## WHAT YOU SHOULD DO
Copy out the lines beginning at the one with "Need: one point per instance of the pale" and ending at the last line of the data, both included; pictures stay out.

# # #

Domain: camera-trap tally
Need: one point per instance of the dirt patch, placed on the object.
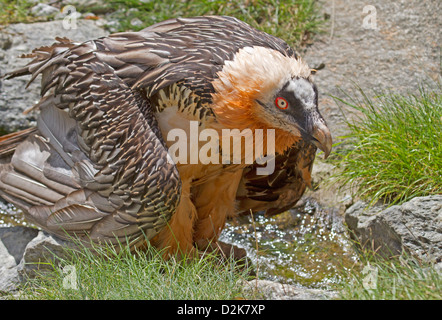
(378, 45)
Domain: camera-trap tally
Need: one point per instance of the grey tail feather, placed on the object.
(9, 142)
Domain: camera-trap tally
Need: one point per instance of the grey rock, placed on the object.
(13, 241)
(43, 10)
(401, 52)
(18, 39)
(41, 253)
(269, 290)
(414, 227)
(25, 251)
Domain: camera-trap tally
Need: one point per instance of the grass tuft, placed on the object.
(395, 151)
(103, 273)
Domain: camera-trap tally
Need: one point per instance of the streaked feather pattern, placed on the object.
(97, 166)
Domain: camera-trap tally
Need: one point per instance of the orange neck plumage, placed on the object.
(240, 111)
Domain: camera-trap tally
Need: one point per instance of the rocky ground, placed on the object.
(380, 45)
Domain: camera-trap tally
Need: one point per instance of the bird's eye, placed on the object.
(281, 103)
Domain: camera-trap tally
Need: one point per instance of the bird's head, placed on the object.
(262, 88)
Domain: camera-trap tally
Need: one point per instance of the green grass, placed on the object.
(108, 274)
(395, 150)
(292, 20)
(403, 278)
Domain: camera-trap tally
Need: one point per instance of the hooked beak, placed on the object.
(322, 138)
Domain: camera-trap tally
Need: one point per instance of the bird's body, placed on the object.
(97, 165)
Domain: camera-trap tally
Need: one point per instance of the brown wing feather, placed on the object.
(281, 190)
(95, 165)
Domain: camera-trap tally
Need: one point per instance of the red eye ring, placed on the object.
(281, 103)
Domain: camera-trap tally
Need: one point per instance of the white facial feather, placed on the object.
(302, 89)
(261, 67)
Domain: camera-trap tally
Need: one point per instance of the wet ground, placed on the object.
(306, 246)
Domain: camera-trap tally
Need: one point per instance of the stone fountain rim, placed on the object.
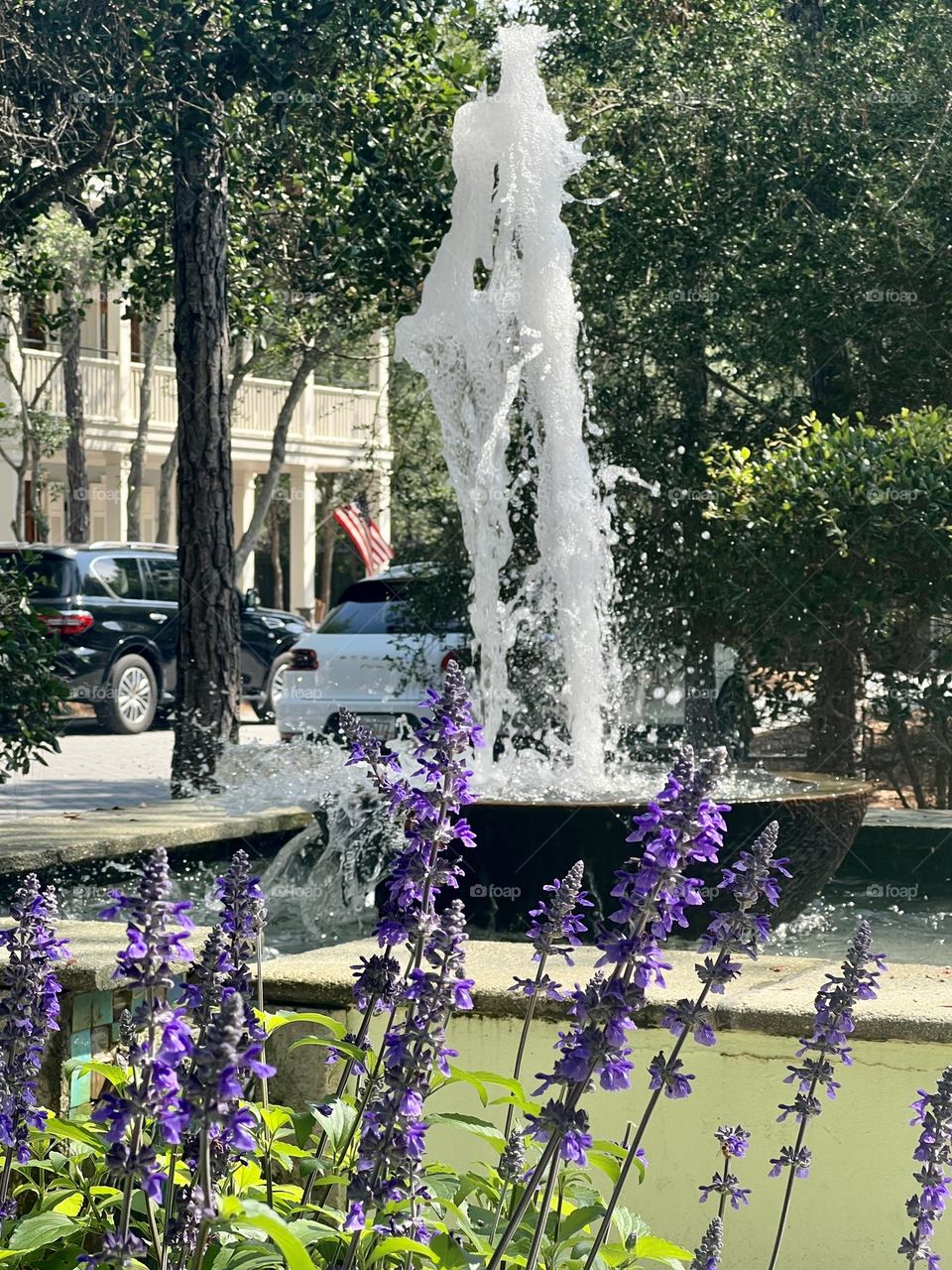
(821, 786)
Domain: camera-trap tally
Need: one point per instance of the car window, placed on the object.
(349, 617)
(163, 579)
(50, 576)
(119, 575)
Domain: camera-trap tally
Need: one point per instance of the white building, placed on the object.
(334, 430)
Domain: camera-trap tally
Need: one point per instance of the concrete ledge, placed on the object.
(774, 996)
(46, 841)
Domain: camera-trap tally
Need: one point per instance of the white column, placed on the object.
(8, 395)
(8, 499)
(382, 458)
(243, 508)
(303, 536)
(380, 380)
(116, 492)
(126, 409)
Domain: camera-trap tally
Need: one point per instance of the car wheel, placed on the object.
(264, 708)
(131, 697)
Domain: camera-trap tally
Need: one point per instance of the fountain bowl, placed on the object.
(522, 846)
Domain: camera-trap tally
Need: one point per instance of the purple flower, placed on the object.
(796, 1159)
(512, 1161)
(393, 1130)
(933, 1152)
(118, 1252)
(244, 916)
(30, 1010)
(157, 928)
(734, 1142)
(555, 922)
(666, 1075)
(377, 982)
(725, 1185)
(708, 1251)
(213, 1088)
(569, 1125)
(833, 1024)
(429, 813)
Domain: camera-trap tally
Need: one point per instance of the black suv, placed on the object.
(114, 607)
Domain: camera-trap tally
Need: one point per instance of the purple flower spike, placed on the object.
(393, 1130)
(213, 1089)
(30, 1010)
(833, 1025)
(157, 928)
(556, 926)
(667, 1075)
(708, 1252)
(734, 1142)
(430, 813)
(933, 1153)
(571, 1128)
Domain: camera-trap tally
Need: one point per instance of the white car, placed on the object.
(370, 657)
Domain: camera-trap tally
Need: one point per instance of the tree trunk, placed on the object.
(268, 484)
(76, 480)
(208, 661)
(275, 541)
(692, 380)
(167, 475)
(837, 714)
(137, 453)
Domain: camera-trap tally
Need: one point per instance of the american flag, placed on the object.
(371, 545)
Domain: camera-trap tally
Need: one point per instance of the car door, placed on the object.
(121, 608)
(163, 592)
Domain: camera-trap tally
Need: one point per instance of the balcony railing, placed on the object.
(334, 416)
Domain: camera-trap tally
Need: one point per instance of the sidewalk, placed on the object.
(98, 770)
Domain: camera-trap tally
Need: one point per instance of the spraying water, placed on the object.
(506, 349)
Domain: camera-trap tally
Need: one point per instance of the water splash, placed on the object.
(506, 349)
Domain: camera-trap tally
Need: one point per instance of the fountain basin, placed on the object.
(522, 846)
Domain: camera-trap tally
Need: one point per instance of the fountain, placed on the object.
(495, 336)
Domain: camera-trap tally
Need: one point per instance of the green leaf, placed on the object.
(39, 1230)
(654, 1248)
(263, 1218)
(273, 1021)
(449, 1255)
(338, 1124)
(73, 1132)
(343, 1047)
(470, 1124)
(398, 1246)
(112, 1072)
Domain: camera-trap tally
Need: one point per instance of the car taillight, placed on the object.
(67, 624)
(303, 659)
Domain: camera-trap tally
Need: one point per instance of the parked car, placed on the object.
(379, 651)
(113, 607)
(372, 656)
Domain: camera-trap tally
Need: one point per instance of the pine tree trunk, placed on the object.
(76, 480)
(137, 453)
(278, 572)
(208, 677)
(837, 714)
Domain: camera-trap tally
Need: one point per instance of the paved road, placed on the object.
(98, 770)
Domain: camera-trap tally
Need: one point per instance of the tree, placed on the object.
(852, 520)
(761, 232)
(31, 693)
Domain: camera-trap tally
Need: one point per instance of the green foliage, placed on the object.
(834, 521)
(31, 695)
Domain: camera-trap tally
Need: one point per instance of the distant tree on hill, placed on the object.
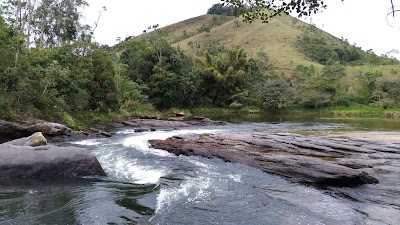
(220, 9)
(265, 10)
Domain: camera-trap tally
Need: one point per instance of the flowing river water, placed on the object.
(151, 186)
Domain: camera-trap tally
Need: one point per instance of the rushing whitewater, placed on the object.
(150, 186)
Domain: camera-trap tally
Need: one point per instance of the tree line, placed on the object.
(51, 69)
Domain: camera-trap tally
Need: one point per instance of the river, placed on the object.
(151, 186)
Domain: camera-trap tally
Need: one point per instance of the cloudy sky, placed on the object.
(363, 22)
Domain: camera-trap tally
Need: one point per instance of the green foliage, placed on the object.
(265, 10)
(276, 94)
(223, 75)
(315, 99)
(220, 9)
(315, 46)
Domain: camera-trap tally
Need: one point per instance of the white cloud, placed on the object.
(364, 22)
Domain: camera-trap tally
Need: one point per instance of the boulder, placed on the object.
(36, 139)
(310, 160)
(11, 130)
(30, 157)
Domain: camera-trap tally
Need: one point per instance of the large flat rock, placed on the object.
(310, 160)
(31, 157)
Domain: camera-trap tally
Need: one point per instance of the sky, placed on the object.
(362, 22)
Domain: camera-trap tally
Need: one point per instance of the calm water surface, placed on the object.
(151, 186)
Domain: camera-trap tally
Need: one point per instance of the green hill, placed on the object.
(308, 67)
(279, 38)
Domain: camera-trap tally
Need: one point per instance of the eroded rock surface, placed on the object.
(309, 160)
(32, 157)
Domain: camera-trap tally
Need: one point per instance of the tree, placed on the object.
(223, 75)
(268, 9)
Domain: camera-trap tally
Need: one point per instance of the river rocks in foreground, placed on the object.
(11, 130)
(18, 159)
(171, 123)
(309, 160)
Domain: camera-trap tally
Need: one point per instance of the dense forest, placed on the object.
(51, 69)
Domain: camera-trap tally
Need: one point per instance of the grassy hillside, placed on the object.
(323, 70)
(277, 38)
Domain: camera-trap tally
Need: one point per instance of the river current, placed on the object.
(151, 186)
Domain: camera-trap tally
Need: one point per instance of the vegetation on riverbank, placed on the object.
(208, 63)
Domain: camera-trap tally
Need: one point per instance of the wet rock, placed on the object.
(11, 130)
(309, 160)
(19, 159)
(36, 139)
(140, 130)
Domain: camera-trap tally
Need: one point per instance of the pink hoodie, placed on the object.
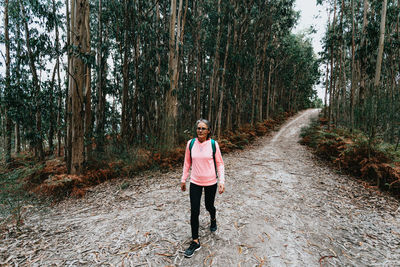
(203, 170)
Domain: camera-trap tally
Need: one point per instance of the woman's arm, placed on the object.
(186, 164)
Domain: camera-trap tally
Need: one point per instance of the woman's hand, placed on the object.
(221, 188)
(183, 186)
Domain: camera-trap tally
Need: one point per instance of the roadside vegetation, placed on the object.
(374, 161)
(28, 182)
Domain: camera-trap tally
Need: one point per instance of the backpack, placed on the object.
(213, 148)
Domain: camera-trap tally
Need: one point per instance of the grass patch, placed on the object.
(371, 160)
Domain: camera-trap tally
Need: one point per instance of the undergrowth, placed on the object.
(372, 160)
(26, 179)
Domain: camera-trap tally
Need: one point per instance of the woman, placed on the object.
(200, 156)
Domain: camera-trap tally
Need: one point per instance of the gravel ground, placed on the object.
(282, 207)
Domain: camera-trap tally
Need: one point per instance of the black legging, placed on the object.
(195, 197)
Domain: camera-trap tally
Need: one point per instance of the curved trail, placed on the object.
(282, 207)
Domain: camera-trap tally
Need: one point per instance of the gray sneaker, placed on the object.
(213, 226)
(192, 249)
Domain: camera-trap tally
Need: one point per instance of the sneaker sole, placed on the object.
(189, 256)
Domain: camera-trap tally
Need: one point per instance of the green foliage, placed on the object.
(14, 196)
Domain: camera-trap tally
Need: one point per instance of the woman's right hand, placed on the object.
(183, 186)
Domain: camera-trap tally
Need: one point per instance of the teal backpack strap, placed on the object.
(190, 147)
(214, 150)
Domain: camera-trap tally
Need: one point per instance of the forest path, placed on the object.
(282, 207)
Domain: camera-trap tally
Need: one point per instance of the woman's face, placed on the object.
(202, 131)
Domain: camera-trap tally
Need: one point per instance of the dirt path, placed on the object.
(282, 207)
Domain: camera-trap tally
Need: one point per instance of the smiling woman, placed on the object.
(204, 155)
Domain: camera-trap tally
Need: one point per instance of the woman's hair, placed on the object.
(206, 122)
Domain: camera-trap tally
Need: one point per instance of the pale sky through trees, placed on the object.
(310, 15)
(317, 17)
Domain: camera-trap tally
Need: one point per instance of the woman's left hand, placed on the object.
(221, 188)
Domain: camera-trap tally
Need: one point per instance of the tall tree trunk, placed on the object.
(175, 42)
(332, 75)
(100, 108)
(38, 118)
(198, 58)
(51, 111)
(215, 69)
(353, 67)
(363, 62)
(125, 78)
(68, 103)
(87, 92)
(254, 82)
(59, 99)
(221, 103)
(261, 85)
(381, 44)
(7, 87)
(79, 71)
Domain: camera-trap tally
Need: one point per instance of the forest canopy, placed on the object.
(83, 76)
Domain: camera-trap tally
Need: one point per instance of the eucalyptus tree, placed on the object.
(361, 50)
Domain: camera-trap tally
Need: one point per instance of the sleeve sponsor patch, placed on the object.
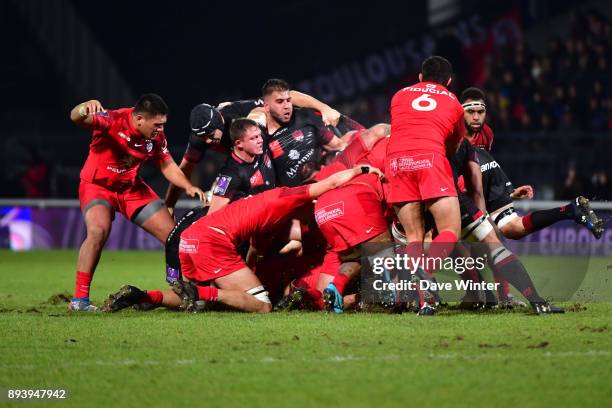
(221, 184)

# # #

## OUTPUT FOR THIS EXERCISE
Need: one point per instance of the pale sky through trees, placed on the object.
(310, 15)
(317, 17)
Domain: camera-trap tally
Need: one point per instance of the woman's left hand, placed on the object.
(221, 188)
Domain: camera-trap tally
Need: one point per instance of the tall tree trunk, placed on the object.
(175, 42)
(332, 75)
(100, 108)
(38, 118)
(198, 58)
(51, 111)
(215, 69)
(353, 67)
(363, 62)
(125, 78)
(68, 103)
(87, 92)
(254, 82)
(59, 99)
(221, 103)
(261, 85)
(381, 44)
(7, 87)
(79, 71)
Domain: camera-trap tally
Need: one point per instance of the forest canopy, placed on the object.
(83, 76)
Domain: camera-trap tally
Need: one point per instance of the eucalyptus tree, placed on the object.
(361, 50)
Domain: camera-trap tally
Need: one point per instance of the sleeve sponsor patch, placed on the object.
(221, 184)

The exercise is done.